YOUR OBJECTIVE: Rewrite the listing below from the line containing "sunlit water surface and report the pixel coordinates." through its final line, replacing "sea" with "ocean" and leaving everything else unchanged.

** begin **

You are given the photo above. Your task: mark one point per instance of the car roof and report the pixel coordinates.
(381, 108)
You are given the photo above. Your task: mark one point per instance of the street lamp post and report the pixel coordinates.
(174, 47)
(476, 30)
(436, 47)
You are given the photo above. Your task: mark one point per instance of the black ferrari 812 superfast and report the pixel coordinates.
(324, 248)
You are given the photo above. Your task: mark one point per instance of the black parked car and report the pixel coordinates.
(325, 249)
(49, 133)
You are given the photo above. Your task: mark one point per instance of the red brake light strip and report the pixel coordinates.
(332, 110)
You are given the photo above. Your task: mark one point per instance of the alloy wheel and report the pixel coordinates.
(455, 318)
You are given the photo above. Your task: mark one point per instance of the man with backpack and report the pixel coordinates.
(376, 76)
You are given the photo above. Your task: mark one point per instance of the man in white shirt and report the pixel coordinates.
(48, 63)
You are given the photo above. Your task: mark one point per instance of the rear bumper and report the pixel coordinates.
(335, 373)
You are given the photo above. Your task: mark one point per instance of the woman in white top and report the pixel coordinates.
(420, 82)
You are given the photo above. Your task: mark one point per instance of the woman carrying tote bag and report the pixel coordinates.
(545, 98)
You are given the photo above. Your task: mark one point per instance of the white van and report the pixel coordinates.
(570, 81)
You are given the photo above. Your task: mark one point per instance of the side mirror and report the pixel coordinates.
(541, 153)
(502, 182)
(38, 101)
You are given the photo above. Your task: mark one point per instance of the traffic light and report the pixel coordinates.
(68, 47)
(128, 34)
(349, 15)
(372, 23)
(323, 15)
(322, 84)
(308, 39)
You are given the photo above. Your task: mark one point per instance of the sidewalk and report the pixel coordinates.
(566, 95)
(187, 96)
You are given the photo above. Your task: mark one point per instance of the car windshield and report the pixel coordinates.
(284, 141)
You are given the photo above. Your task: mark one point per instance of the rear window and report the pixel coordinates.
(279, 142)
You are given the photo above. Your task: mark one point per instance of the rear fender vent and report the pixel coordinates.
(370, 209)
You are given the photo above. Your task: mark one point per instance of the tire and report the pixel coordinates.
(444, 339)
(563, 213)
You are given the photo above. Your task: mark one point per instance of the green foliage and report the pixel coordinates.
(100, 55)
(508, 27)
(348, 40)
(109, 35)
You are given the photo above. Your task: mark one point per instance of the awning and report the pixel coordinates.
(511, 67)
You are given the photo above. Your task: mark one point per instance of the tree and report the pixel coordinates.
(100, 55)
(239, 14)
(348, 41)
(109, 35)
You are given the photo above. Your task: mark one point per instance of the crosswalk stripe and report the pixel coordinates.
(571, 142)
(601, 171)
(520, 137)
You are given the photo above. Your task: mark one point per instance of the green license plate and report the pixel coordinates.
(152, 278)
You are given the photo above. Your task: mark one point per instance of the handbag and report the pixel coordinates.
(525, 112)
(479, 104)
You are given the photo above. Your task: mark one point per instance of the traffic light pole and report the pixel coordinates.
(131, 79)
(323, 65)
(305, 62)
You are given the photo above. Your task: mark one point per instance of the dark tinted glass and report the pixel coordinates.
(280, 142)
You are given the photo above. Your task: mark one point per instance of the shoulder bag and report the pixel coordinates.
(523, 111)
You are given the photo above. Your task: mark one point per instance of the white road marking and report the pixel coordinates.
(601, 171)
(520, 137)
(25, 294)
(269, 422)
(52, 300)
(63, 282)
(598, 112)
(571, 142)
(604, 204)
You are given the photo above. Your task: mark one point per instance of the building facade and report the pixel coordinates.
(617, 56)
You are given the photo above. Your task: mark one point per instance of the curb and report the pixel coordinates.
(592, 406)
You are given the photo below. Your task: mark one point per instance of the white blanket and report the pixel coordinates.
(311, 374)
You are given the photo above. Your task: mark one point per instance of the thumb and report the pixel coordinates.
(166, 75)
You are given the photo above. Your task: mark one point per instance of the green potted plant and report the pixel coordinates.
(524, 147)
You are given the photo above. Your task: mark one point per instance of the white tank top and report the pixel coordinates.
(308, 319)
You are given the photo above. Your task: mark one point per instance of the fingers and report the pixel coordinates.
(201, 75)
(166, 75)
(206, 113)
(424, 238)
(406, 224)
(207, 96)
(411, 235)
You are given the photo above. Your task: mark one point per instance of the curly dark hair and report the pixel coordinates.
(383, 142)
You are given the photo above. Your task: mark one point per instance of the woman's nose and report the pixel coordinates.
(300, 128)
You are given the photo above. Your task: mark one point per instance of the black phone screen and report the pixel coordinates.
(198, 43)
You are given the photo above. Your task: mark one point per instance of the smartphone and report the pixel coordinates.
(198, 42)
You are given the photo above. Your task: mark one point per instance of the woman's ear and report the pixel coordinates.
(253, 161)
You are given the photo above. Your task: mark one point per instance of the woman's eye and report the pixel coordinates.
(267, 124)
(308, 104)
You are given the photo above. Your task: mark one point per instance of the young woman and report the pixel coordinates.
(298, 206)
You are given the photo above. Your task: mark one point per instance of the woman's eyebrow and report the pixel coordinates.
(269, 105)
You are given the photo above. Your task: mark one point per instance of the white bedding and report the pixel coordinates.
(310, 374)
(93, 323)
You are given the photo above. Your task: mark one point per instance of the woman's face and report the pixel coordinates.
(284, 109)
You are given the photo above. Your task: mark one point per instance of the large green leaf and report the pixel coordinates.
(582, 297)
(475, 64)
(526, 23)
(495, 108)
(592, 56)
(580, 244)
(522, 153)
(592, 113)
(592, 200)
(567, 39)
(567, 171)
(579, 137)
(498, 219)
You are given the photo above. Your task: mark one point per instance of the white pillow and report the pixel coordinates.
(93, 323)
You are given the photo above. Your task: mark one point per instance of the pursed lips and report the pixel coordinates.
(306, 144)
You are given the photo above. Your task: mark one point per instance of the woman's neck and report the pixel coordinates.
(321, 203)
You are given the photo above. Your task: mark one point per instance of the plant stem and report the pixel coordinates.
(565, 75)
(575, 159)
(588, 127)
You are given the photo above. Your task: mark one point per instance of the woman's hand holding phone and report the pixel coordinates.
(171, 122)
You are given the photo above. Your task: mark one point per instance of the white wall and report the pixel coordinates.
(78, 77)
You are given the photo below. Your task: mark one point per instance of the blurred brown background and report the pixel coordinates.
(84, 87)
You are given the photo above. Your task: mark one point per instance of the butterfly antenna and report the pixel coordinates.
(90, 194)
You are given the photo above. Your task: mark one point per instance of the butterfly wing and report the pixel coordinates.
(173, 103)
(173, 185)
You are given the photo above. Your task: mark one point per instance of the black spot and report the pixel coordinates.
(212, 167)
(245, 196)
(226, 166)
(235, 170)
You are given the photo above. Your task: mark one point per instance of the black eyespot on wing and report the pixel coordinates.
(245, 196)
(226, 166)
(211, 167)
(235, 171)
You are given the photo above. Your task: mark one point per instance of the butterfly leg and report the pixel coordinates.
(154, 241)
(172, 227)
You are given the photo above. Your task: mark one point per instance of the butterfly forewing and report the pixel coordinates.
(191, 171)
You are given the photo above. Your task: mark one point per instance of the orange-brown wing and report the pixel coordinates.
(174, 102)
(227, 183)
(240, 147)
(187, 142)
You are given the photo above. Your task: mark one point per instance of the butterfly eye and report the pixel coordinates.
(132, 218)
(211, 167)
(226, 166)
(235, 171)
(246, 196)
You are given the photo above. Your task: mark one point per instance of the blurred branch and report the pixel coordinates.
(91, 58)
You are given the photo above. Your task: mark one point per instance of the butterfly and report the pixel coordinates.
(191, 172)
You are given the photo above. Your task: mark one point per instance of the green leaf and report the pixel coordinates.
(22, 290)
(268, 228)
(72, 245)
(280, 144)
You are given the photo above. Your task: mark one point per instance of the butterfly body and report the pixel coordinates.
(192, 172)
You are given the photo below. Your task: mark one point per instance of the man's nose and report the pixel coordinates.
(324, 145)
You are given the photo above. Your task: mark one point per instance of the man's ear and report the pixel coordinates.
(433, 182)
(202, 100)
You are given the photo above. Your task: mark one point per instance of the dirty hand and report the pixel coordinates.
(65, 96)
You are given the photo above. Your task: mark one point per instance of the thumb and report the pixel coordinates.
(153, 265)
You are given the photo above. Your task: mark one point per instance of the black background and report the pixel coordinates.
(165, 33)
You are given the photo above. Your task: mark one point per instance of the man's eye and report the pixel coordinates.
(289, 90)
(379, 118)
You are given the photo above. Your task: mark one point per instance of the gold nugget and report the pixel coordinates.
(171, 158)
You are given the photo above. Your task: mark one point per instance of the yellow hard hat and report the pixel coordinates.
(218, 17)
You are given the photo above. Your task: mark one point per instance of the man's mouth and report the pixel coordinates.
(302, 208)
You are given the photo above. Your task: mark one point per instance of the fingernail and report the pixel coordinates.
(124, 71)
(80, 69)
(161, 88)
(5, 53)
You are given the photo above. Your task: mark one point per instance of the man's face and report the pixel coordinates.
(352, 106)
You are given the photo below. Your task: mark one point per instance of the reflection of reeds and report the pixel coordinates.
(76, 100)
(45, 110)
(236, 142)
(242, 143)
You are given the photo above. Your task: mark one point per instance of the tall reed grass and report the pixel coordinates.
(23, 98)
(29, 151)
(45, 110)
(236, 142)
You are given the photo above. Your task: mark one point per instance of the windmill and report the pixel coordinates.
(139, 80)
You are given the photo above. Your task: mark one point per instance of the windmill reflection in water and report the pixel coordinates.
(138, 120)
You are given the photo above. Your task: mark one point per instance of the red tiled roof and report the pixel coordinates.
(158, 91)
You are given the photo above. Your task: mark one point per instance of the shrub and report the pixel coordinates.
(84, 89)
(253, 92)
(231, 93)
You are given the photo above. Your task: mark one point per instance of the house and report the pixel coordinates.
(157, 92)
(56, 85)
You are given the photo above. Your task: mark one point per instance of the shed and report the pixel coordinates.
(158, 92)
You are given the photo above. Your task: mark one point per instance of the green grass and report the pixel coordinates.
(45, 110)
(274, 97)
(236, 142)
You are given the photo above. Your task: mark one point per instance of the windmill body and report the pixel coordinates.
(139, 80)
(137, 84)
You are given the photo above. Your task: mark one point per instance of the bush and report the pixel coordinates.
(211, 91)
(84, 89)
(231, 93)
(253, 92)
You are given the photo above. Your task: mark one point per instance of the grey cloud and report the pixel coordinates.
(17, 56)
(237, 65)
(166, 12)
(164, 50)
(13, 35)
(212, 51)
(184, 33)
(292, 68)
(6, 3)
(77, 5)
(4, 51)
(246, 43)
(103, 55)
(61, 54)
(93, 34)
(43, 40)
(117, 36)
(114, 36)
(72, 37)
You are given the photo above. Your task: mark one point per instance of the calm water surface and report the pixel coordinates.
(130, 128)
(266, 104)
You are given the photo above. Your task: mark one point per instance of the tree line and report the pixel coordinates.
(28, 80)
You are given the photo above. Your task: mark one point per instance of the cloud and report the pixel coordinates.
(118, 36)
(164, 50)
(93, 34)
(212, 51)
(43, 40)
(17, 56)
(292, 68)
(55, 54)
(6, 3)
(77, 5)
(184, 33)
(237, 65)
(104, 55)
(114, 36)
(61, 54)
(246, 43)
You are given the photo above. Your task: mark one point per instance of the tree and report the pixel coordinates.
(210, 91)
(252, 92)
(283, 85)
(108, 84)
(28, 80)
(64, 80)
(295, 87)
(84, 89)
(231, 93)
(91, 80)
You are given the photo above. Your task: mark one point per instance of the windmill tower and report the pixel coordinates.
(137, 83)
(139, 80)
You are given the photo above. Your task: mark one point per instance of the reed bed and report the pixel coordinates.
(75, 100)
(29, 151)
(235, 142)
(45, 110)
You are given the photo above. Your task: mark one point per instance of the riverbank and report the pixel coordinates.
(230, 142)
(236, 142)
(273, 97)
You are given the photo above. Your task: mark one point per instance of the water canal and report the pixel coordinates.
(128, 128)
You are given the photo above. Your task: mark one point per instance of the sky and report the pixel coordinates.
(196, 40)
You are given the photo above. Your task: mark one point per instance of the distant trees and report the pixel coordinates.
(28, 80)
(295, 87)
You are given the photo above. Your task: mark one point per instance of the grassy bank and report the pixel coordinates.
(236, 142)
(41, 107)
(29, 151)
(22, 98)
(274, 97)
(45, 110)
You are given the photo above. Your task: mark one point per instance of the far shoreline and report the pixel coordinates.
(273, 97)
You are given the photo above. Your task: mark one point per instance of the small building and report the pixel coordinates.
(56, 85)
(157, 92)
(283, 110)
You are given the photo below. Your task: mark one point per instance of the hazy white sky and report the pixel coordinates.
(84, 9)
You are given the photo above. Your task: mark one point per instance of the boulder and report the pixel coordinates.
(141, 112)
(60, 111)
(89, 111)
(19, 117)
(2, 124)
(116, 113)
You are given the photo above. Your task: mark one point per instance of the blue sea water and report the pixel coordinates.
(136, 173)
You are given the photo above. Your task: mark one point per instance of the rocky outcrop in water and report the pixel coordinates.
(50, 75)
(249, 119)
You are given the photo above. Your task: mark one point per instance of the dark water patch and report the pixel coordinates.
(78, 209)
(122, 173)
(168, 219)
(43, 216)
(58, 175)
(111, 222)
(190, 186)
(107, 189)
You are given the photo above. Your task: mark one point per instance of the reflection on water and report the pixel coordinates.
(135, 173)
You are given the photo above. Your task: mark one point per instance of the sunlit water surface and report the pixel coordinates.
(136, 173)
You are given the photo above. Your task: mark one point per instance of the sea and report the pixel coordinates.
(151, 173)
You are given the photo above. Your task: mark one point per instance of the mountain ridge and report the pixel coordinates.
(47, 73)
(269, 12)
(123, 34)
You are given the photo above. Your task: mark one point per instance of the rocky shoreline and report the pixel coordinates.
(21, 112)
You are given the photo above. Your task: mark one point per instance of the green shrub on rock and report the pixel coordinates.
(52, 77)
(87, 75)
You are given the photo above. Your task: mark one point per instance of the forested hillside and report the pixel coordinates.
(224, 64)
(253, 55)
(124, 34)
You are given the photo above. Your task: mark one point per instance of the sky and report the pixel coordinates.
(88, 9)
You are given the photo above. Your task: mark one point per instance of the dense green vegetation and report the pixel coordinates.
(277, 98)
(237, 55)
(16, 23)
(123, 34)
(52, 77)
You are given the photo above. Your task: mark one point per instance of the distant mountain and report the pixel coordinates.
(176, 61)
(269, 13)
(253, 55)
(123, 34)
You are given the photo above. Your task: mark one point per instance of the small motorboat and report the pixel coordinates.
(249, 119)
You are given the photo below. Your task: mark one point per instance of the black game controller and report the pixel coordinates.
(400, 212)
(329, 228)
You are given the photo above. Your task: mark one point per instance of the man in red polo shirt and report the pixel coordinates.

** end **

ANSWER TO THIS TASK:
You are given the photo above. Your task: mark one point per instance of the sunlit water surface and report the pixel coordinates.
(136, 173)
You are given the photo above. Your task: mark one point per instance of the ocean and report the pixel coordinates.
(151, 173)
You are given the photo above. Your task: mark one point per instance of the mountain ridge and report the pixel coordinates.
(47, 73)
(269, 12)
(123, 34)
You are given the photo above. Your task: mark one point per instance of the rocky shoreline and report the pixel coordinates.
(21, 112)
You are given the photo above. Your task: mark one point per instance of the green shrub on rock and report the pixel coordinates.
(52, 77)
(87, 75)
You are given the photo above. Your task: mark one point per instance of the forested hillside and report the pixel coordinates.
(224, 64)
(253, 55)
(124, 34)
You are given the photo above. Your task: mark one point per instance of the sky and report the pixel coordinates.
(88, 9)
You are given the photo above. Your task: mark one point per instance of the dense green vegetation and report the pixel coordinates.
(277, 98)
(237, 55)
(16, 23)
(123, 34)
(52, 77)
You are given the photo above. Your task: mark one point per instance of the distant mountain and report the pixel coordinates.
(176, 61)
(269, 13)
(253, 55)
(123, 34)
You are given the photo above. Your task: mark one point per instance of the small motorboat and report the pixel coordinates.
(249, 119)
You are given the photo below. Your task: mark one point per instance of the black game controller and report the pixel coordinates.
(400, 212)
(329, 228)
You are given the photo above. Your task: mark one point per instance of the man in red polo shirt and report the pixel coordinates.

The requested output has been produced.